▶ _Text section_
Start of Block

Melbourne Vixens
- Founded: 2007
- Based in: Melbourne
- Regions: Victoria
- Home venue: John Cain Arena
- Head coach: Di Honey
- Asst coach: Kate Upton
- Captain: Kate Moloney
- Premierships: 4 (2009, 2014, 2020, 2025)
- League: Super Netball (2017-present) ANZ Championship (2008-2016)
- 2026 placing: 2nd
- Website: melbournevixens.com.au
| Playing dress | Alternate |

= Melbourne Vixens =

Australian netball team

Melbourne Vixens is an Australian professional netball team based in Melbourne, Victoria. Since 2017 they have represented Netball Victoria in Super Netball. Between 2008 and 2016, they played in the ANZ Championship. The team was formed in 2007 when Netball Victoria merged its two former Commonwealth Bank Trophy league teams, Melbourne Phoenix and Melbourne Kestrels. Vixens have won four premierships, in 2009, 2014, 2020, and 2025.

End of Block

[Records excerpted from a collection]
Start of Block

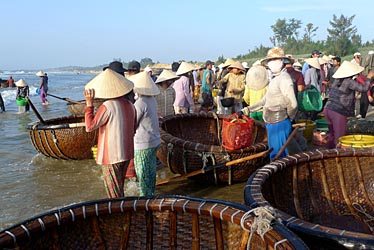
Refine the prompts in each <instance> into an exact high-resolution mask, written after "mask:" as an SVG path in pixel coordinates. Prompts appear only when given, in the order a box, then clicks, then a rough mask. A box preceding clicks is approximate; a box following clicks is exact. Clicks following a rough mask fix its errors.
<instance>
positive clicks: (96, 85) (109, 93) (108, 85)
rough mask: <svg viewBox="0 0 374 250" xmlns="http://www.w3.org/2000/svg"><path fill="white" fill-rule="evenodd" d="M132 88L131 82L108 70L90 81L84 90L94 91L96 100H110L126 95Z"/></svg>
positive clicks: (85, 86)
mask: <svg viewBox="0 0 374 250" xmlns="http://www.w3.org/2000/svg"><path fill="white" fill-rule="evenodd" d="M133 87H134V84H133V83H132V82H131V81H129V80H128V79H126V78H125V77H124V76H123V75H120V74H118V73H116V72H114V71H113V70H111V69H109V68H108V69H106V70H104V71H103V72H101V73H100V74H98V75H97V76H95V77H94V78H93V79H92V80H90V81H89V82H88V83H87V84H86V86H85V87H84V88H85V89H94V90H95V97H97V98H103V99H111V98H116V97H120V96H124V95H126V94H127V93H129V92H130V91H131V90H132V89H133Z"/></svg>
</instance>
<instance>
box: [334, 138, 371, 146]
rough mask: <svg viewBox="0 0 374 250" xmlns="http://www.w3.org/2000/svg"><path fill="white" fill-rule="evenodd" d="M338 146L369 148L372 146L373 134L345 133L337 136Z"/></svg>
mask: <svg viewBox="0 0 374 250" xmlns="http://www.w3.org/2000/svg"><path fill="white" fill-rule="evenodd" d="M339 146H340V147H352V148H371V147H374V136H373V135H345V136H342V137H340V138H339Z"/></svg>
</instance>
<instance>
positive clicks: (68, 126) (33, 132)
mask: <svg viewBox="0 0 374 250" xmlns="http://www.w3.org/2000/svg"><path fill="white" fill-rule="evenodd" d="M26 129H28V131H29V135H30V138H31V142H32V144H33V146H34V147H35V149H36V150H37V151H38V152H39V153H41V154H43V155H45V156H48V157H52V158H56V159H63V160H85V159H92V151H91V148H92V147H93V146H94V145H96V144H97V139H98V132H97V130H94V131H92V132H86V126H85V124H84V116H68V117H60V118H55V119H50V120H45V121H44V123H40V122H33V123H30V124H28V125H27V126H26Z"/></svg>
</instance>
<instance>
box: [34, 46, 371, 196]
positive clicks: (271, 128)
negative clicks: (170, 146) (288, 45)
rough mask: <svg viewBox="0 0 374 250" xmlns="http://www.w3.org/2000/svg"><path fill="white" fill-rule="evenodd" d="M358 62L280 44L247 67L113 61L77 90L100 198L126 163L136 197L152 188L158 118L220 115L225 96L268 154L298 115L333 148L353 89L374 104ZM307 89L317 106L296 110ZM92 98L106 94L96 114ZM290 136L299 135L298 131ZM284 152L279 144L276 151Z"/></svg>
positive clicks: (118, 189)
mask: <svg viewBox="0 0 374 250" xmlns="http://www.w3.org/2000/svg"><path fill="white" fill-rule="evenodd" d="M372 54H374V53H371V52H370V53H369V55H368V57H369V56H371V55H372ZM360 60H362V57H361V55H360V54H358V53H355V54H354V58H353V60H352V61H344V62H342V61H341V58H340V57H338V56H331V55H330V56H327V55H324V56H321V53H320V52H319V51H318V50H314V51H312V53H311V56H310V58H308V59H306V60H305V62H304V64H303V65H302V64H301V63H300V62H299V61H298V60H297V59H296V58H294V57H293V56H292V55H287V54H285V52H284V50H283V49H282V48H279V47H274V48H272V49H270V50H269V51H268V53H267V55H266V57H265V58H264V59H263V60H261V61H257V62H255V63H254V64H253V65H252V66H251V67H249V66H248V64H247V63H245V62H244V63H241V62H239V61H235V60H233V59H230V58H229V59H227V60H226V61H225V63H223V64H220V65H218V66H217V67H216V66H215V65H214V63H213V62H212V61H210V60H207V61H206V63H204V64H203V65H194V64H192V63H188V62H184V61H183V62H174V63H173V64H172V65H171V69H163V70H162V72H161V73H160V74H159V75H158V76H155V75H154V74H153V70H152V68H151V67H149V66H147V67H146V68H145V69H144V70H143V71H141V67H140V64H139V63H138V62H136V61H134V62H130V63H129V65H128V69H125V68H124V67H123V65H122V63H120V62H112V63H110V64H109V66H108V67H106V68H104V71H103V72H102V73H100V74H99V75H98V76H96V77H95V78H94V79H93V80H91V81H90V82H89V83H88V84H87V85H86V87H85V89H86V90H85V92H84V96H85V99H86V103H87V107H86V109H85V121H86V129H87V131H92V130H94V129H99V131H100V133H99V142H98V154H97V159H96V161H97V163H98V164H100V165H102V168H103V173H104V180H105V186H106V190H107V193H108V197H122V196H124V195H125V190H124V189H123V184H124V180H125V173H126V170H127V168H128V166H129V164H130V162H131V161H133V163H134V167H135V170H136V176H137V179H138V181H139V186H140V195H152V194H154V191H155V184H156V165H157V157H156V152H157V149H158V147H159V145H160V143H161V141H160V133H159V128H158V120H159V119H160V118H163V117H165V116H169V115H177V114H184V113H192V112H209V111H214V112H216V113H221V114H225V110H223V109H222V105H221V104H222V103H221V102H222V100H223V99H225V98H232V99H233V100H234V101H233V103H232V105H231V107H230V108H229V114H232V113H237V114H238V115H239V116H242V115H247V116H250V117H251V118H253V119H256V120H259V121H262V122H264V123H265V126H266V128H267V134H268V144H269V148H272V149H273V151H272V152H271V153H270V159H273V158H274V157H275V155H276V154H277V153H278V152H279V151H280V149H281V148H282V146H283V145H284V144H285V142H286V141H287V139H288V137H289V135H290V134H291V131H292V124H293V123H296V122H298V119H299V118H303V119H311V120H315V119H317V118H318V114H324V116H325V119H326V121H327V123H328V128H329V139H328V143H327V148H335V147H337V143H338V138H339V137H341V136H343V135H345V131H346V124H347V118H348V117H351V116H355V104H356V103H357V102H361V101H360V100H358V99H357V97H358V94H360V95H361V98H360V99H365V100H366V99H367V101H366V102H363V103H364V104H368V105H370V104H371V105H374V102H373V89H374V84H373V79H374V72H373V70H372V66H373V65H366V66H363V63H362V62H361V61H360ZM365 60H367V61H370V60H369V59H365ZM361 65H362V66H361ZM369 67H371V68H370V69H369V70H368V68H369ZM365 70H366V71H365ZM41 86H42V84H41ZM308 89H316V90H317V91H318V93H320V96H321V98H322V99H323V105H322V108H321V109H319V110H313V111H311V112H301V111H300V110H299V108H298V105H299V104H298V102H299V101H300V100H298V99H299V94H300V93H302V92H303V91H305V90H308ZM95 97H97V98H104V99H105V100H106V101H105V102H104V103H103V105H101V106H100V107H99V109H98V110H97V112H96V113H94V109H93V99H94V98H95ZM361 106H363V107H362V108H361V109H360V115H361V117H365V114H366V112H365V113H364V112H362V113H361V110H362V111H363V110H364V109H366V111H367V106H365V105H361ZM226 111H227V110H226ZM123 128H126V129H123ZM297 136H299V137H301V138H302V135H300V133H298V134H297ZM299 139H300V138H299ZM298 141H299V140H298ZM301 141H302V140H301ZM299 144H300V145H299V146H298V147H297V150H299V151H303V150H305V149H306V146H305V145H306V142H305V138H304V143H299ZM302 144H303V145H302ZM293 153H295V152H293ZM288 154H289V152H288V151H287V149H286V150H284V151H283V152H282V154H281V155H280V157H282V156H286V155H288Z"/></svg>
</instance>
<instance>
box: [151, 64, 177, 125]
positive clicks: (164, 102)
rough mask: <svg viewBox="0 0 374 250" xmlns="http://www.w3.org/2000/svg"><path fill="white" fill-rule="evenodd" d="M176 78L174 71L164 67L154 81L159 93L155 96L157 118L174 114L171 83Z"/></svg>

End of Block

▶ _Work instructions_
1 - List the years in which the Melbourne Vixens won premierships, according to the netball team text.
2 - Continue the text about the Melbourne Vixens netball team from where it stops.

▶ _Answers by item number_
1 - 2009, 2014, 2020, 2025

2 -
==History==
=== ANZ Championship ===
Between 2008 and 2016, Vixens played in the ANZ Championship. Vixens were formed in late 2007 when Netball Victoria merged its two former Commonwealth Bank Trophy league teams, Melbourne Phoenix and Melbourne Kestrels, in order to enter a single team in the 2008 ANZ Championship. During the ANZ Championship era, Vixens won two premierships, in 2009 and 2014. In 2009, with a team co-captained by Bianca Chatfield and Sharelle McMahon, Vixens won 12 of their 13 matches during the regular season and finished as minor premiers. Vixens subsequently defeated Waikato Bay of Plenty Magic 58–43 in the major semi-final and Adelaide Thunderbirds 54–46 in the grand final to finish as overall champions.

In 2012, with a team captained by Bianca Chatfield, and featuring Madison Browne, Julie Corletto and Geva Mentor, Vixens finished the season as minor premiers. In the major semi-final they defeated Northern Mystics 56–50. This was the first ever netball match held at Rod Laver Arena. However they lost the grand final 41–38 to Magic and finished the season as runners-up.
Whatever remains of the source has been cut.